§ Provided records:
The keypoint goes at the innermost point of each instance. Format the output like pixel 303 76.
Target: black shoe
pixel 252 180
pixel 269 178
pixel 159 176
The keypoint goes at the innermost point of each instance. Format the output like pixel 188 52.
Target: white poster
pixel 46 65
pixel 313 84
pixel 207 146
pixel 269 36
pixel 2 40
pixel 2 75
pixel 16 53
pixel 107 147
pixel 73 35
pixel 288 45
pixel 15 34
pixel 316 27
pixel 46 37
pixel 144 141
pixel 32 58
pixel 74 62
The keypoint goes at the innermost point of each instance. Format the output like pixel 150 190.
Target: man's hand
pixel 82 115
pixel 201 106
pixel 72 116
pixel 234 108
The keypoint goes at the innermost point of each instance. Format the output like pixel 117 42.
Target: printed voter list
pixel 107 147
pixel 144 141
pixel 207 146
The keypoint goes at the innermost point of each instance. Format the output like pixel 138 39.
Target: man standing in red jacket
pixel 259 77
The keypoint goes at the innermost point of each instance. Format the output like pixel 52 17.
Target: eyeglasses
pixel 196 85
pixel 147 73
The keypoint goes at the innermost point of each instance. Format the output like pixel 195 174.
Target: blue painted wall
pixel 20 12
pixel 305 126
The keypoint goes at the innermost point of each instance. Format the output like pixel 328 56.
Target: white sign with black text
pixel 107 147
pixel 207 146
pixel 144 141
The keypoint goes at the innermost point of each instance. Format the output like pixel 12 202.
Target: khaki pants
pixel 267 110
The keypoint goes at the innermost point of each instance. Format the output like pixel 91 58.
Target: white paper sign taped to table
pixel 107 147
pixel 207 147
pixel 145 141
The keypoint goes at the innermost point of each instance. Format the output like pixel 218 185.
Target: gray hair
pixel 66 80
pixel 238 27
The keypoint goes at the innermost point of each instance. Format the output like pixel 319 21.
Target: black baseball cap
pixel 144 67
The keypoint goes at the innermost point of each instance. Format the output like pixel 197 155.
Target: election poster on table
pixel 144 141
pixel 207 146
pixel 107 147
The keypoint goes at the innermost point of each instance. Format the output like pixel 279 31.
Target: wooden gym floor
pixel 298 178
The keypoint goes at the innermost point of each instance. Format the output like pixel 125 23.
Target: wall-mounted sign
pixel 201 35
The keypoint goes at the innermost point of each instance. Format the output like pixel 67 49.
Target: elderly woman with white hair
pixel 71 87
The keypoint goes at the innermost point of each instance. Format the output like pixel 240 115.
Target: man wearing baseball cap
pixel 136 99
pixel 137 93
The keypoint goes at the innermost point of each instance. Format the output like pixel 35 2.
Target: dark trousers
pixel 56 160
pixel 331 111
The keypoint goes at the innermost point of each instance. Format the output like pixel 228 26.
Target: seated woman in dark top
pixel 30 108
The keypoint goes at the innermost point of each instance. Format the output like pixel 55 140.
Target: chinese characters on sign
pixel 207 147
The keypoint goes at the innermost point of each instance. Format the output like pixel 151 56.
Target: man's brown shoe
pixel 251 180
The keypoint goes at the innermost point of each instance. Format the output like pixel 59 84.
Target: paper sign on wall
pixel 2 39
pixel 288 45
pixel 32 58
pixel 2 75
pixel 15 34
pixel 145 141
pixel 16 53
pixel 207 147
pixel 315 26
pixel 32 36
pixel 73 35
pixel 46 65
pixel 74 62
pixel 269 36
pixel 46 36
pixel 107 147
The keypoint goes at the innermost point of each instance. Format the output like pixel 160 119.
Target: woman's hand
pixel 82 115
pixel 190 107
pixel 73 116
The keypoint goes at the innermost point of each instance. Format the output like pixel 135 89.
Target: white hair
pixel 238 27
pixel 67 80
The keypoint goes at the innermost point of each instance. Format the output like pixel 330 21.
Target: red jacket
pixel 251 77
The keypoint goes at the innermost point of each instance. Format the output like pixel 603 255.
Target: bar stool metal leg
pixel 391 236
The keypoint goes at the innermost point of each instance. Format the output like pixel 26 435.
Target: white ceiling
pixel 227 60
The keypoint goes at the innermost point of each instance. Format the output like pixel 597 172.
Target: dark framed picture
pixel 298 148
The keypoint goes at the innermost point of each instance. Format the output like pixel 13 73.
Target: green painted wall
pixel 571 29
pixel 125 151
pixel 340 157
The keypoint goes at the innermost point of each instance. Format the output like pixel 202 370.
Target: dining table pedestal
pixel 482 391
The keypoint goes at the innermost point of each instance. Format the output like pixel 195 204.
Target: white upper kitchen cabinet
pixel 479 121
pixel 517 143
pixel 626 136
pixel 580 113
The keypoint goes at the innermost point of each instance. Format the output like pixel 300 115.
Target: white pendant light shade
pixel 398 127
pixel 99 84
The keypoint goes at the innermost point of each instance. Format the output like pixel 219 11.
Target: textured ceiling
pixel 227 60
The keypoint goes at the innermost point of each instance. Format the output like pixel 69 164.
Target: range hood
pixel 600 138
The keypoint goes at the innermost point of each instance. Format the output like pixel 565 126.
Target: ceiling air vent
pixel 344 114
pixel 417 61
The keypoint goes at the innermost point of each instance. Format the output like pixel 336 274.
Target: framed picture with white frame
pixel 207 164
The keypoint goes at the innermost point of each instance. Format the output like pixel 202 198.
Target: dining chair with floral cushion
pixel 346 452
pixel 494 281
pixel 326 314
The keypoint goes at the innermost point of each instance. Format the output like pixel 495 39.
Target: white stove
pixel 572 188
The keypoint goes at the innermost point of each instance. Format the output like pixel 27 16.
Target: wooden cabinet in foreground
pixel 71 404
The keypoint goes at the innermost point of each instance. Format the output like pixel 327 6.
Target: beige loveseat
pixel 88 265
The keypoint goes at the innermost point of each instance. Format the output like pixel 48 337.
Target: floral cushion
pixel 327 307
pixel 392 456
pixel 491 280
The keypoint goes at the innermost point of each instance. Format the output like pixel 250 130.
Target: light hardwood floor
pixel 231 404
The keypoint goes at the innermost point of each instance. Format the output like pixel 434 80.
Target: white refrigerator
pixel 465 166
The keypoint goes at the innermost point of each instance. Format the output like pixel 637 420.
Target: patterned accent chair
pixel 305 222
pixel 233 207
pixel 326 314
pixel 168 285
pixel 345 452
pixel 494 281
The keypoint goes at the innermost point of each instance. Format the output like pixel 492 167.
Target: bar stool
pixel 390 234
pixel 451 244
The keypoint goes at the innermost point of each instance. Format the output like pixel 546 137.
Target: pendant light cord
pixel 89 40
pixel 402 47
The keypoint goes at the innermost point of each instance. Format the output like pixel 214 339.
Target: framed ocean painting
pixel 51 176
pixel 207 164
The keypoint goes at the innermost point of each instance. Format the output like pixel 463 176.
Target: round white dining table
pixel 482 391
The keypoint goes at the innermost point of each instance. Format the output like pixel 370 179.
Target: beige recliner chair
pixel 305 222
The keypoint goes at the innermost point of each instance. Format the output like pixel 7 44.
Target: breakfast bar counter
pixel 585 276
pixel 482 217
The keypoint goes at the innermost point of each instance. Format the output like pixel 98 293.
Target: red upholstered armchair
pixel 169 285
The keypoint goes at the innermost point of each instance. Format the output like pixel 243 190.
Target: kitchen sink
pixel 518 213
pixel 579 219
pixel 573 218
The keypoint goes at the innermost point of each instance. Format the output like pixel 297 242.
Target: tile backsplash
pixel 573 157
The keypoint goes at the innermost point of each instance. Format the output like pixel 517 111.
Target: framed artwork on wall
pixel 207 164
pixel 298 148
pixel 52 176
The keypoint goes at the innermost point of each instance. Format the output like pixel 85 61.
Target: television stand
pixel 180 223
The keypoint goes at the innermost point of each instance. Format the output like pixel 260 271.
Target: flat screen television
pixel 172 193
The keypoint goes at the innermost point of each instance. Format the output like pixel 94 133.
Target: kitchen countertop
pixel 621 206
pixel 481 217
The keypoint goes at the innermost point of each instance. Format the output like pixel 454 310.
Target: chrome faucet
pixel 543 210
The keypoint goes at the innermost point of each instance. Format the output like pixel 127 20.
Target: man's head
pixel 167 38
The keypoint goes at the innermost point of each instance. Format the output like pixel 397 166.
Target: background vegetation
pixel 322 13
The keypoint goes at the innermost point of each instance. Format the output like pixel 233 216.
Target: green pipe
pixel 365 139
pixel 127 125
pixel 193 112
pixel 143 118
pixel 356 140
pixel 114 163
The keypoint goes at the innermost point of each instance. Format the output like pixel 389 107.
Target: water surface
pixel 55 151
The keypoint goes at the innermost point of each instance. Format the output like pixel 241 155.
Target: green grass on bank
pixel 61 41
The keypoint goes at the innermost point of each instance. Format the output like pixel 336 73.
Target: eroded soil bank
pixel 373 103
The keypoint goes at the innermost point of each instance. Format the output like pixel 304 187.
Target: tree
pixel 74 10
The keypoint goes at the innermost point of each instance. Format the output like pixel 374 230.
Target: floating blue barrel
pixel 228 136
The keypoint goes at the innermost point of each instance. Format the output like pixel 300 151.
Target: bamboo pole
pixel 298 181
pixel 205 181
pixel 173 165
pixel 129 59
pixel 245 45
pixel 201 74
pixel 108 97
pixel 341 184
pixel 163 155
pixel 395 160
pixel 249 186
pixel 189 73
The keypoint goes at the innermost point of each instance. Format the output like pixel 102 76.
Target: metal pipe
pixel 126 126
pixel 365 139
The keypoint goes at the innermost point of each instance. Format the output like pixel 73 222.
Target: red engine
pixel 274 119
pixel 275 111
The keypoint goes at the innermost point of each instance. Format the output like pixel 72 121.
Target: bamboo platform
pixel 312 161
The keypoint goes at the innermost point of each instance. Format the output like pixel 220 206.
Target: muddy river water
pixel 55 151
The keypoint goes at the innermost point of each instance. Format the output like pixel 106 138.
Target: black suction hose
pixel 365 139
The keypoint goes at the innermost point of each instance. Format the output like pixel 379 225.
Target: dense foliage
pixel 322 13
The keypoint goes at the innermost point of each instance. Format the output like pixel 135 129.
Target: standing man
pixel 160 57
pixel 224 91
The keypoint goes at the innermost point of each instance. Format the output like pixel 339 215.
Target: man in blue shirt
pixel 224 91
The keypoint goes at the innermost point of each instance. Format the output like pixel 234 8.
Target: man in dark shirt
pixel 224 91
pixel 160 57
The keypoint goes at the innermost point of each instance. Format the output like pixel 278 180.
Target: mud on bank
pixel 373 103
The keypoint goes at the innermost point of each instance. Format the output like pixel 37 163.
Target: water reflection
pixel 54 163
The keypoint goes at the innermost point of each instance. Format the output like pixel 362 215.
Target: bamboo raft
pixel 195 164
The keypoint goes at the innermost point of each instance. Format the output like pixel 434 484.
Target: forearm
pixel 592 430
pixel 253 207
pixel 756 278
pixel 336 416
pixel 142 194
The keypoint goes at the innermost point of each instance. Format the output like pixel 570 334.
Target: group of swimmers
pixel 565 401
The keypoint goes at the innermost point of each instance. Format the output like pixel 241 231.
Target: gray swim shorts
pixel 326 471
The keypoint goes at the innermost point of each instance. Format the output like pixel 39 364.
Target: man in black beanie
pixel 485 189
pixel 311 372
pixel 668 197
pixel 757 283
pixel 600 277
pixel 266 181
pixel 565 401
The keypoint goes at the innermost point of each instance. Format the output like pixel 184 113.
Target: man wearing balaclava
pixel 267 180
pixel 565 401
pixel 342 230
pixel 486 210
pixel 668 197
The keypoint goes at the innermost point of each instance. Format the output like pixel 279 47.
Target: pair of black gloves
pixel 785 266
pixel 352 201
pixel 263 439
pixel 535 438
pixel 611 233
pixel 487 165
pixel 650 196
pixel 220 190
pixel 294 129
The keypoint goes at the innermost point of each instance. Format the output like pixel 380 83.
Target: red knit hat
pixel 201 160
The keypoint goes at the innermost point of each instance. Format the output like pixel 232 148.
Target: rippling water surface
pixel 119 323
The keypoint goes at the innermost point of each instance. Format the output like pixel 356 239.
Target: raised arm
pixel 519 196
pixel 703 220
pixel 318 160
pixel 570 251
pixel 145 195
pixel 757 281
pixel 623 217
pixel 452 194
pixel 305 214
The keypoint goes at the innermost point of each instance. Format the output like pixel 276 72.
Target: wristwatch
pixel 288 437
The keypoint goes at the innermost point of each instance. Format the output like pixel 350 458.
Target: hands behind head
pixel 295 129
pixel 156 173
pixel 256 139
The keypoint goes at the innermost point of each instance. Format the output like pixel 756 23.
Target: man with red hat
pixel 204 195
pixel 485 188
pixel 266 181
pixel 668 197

§ Action item: Retype exactly the lines from the one containing "Target: hands behind head" through the end of the data. Add nothing.

§ Solved problem:
Target: hands behind head
pixel 295 129
pixel 156 173
pixel 256 139
The keypoint goes at the innermost point of each instance. Format the output like pixel 756 23.
Target: man with red hat
pixel 204 195
pixel 485 188
pixel 266 181
pixel 668 197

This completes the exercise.